(Position annotation listing)
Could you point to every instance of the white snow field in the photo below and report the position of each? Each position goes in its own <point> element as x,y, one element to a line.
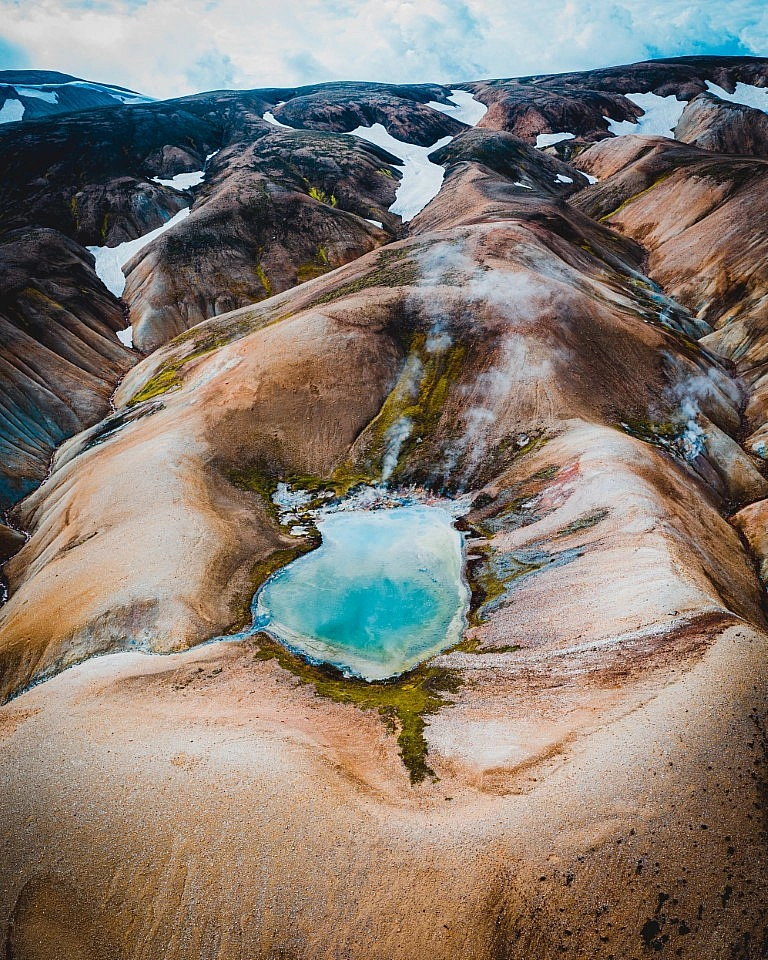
<point>745,94</point>
<point>182,181</point>
<point>270,118</point>
<point>48,95</point>
<point>123,96</point>
<point>422,179</point>
<point>549,139</point>
<point>465,107</point>
<point>111,260</point>
<point>660,118</point>
<point>11,111</point>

▶ WORK TO BE COMPLETED
Print every line of the listing above verbatim, leaving out the pictures.

▶ FINAL RESULT
Could you point to every instance of the white snow field in the photo below and report the position of each? Each position goes in its own <point> element as x,y, one element to a line.
<point>745,94</point>
<point>182,181</point>
<point>270,118</point>
<point>48,95</point>
<point>123,96</point>
<point>422,179</point>
<point>549,139</point>
<point>465,107</point>
<point>111,260</point>
<point>660,118</point>
<point>11,111</point>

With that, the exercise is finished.